┌──
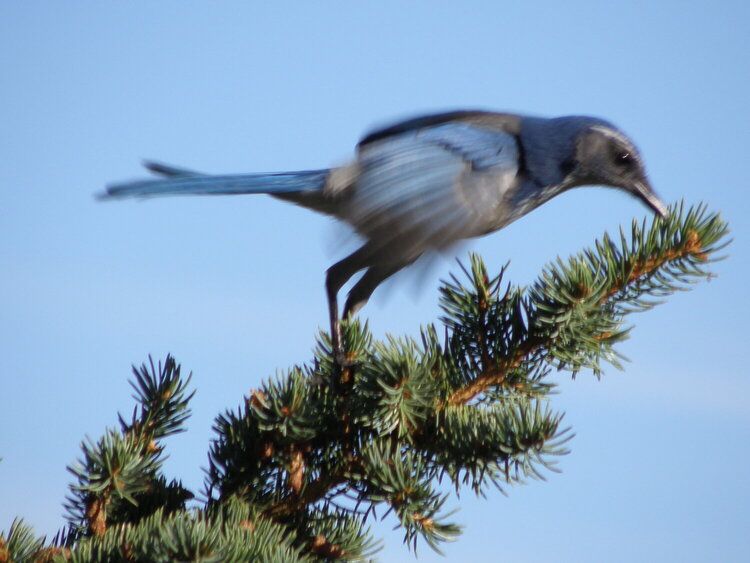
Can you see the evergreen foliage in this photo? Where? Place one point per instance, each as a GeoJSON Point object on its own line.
{"type": "Point", "coordinates": [297, 470]}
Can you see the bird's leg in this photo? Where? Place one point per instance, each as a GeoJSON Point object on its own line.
{"type": "Point", "coordinates": [337, 276]}
{"type": "Point", "coordinates": [333, 314]}
{"type": "Point", "coordinates": [362, 290]}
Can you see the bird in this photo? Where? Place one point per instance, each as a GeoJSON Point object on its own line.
{"type": "Point", "coordinates": [430, 181]}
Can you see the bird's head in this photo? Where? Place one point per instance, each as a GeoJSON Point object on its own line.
{"type": "Point", "coordinates": [605, 156]}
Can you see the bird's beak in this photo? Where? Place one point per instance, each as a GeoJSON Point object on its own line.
{"type": "Point", "coordinates": [645, 192]}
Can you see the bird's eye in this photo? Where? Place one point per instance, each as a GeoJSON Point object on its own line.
{"type": "Point", "coordinates": [624, 159]}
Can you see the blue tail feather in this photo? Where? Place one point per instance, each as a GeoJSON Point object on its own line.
{"type": "Point", "coordinates": [185, 182]}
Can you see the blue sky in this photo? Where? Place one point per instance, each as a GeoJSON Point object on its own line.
{"type": "Point", "coordinates": [234, 287]}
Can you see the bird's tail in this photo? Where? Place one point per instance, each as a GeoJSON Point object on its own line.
{"type": "Point", "coordinates": [180, 181]}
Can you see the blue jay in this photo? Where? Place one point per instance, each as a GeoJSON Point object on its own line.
{"type": "Point", "coordinates": [426, 183]}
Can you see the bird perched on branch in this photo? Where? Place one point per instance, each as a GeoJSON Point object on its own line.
{"type": "Point", "coordinates": [428, 182]}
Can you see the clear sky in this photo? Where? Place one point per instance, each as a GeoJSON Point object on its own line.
{"type": "Point", "coordinates": [234, 287]}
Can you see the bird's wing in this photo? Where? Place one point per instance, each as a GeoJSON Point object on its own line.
{"type": "Point", "coordinates": [430, 187]}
└──
# [What you are asked to do]
Quote the records in their entirety, keeping the wording exact and excluding pictures.

# [Result of the exercise]
Can you see the evergreen foliage in this photo? Where? Place one point per instance, each as a GeoJSON Point object on its own line.
{"type": "Point", "coordinates": [297, 470]}
Can you see the bird's leg in this photo? Where? Place one point per instance, each as a GeoJSON Point object on its own line.
{"type": "Point", "coordinates": [337, 276]}
{"type": "Point", "coordinates": [333, 314]}
{"type": "Point", "coordinates": [362, 290]}
Can you see the bird in this photo? Where? Place one point per instance, each as a GeoJSON Point object on its own line.
{"type": "Point", "coordinates": [430, 181]}
Can you see the bird's head in this photo? Where? Place one point per instance, each as a GeoJSON Point object on its own line.
{"type": "Point", "coordinates": [605, 156]}
Can you see the bird's beak in this photo? Where? Place one point per instance, each as a GeoJSON Point object on its own line.
{"type": "Point", "coordinates": [645, 192]}
Can you see the bird's eye in this photo? Where? Place one point per instance, each as a GeoJSON Point object on its own line.
{"type": "Point", "coordinates": [624, 159]}
Can you see the blue tail feather in this photo? Where? Place one point per instance, each as a GeoJSON Point object on its own line.
{"type": "Point", "coordinates": [185, 182]}
Can you see the blue sky in this photo? Where? Place one point per instance, each as a GeoJSON Point object on its own line.
{"type": "Point", "coordinates": [234, 287]}
Can you see the bird's tail in this photo? Where? Place one point per instance, each as a GeoJSON Point object on its own line.
{"type": "Point", "coordinates": [180, 181]}
Can you see the blue jay in this photo? Where? Place one point per instance, each as a GeoJSON Point object on its own line.
{"type": "Point", "coordinates": [426, 183]}
Can you see the bird perched on branch in this photo? Where? Place one point per instance, each as a GeoJSON Point object on its own line.
{"type": "Point", "coordinates": [428, 182]}
Can you see the clear sky in this photo? Where? Place one point per instance, each as a GeoJSON Point object on its own line.
{"type": "Point", "coordinates": [234, 287]}
Can you see the bird's wing in this photo? Where? Place one point per instance, each as a GeoJSON Point object on its own line.
{"type": "Point", "coordinates": [430, 187]}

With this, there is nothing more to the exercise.